• _Données de la tâche_
------------
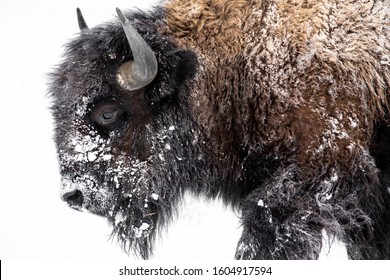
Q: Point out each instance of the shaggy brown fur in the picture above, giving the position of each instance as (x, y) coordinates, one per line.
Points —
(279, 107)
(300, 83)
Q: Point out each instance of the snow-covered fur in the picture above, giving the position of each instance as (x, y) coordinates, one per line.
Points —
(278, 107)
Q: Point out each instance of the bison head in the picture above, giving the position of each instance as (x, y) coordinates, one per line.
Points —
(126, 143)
------------
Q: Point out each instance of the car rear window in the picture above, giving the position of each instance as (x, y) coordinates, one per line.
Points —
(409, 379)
------------
Filtrez les items ci-dessus et recopiez, s'il vous plaît, chaque ligne qui contient le mot « instance ».

Q: Point out each instance of the shaggy brown fur in the picture above, giving the position of each instance as (x, y) coordinates, one per line.
Q: Point out each instance of the snow-covered fur in the picture above, giving the position of each instance as (x, y) coordinates, one per line.
Q: Point out each instance of the bison head in the picture above, giving the position of each instance as (x, y) coordinates, one per line.
Q: Point out each instance of the car rear window in the picture above, giving the position of each instance as (x, y) coordinates, one per line.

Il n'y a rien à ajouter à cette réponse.